* _Texto de referencia_:
==============================

Aquel fue un amor accidentado, pues no soportó las dificultades de una vida en país ajeno y terminó con el regreso de Simone a Saint-Germain-des-Prés. Parecía prologar las sucesivas desgracias e infortunios que luego condicionarían el exilio del escritor, quien incluso llegó a creer que siempre andaba inevitablemente cerca de la fatalidad, prorrogando el sentimiento de gafe que le afeara García Lorca el día que tributaban el homenaje a Góngora en Sevilla: antes de un viaje en grupo por el Guadalquivir, Federico vehemente y con mal gusto gritó que no embarcaría, pues si también lo hacía el cenizo Juanito todos naufragarían de manera irremediable. Más allá del gracejo andaluz de Lorca y al margen de cualquier consideración acerca de la atracción de Chabás a la desgracia o su convivencia con la mala suerte, lo cierto es que poco después del último paseo con Pablo Neruda por el Quai de l’Horloge, perdiendo sus miradas en el futuro incierto a contracorriente del Sena, los alemanes entraron en París; después fue a buscarlo la policía de Vichy, pero ya había salido para la República Dominicana. Las manos de Leónidas Trujillo se encallecieron de crímenes y los Chabás optaron por dirigirse en el verano de 1940 a Cuba. Y allí comenzó su combatir de desterrado, tan a diario y tan ásperamente, con la atravesada pobreza miserable.

==============================

* _Líneas de datos_:
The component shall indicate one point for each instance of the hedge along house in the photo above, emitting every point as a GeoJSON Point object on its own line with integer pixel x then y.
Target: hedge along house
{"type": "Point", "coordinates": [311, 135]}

==============================

* _Consigna_:
Contesta con datos del texto de referencia:
(a) ¿Adónde regresó Simone al terminar aquel amor?
(b) ¿Con quién dio Chabás su último paseo por el Quai de l'Horloge?
(c) ¿En el verano de qué año optaron los Chabás por dirigirse a Cuba?
El material no guarda relación con el texto de referencia.

* _Solución_:
(a) A Saint-Germain-des-Prés.
(b) Con Pablo Neruda.
(c) En el verano de 1940.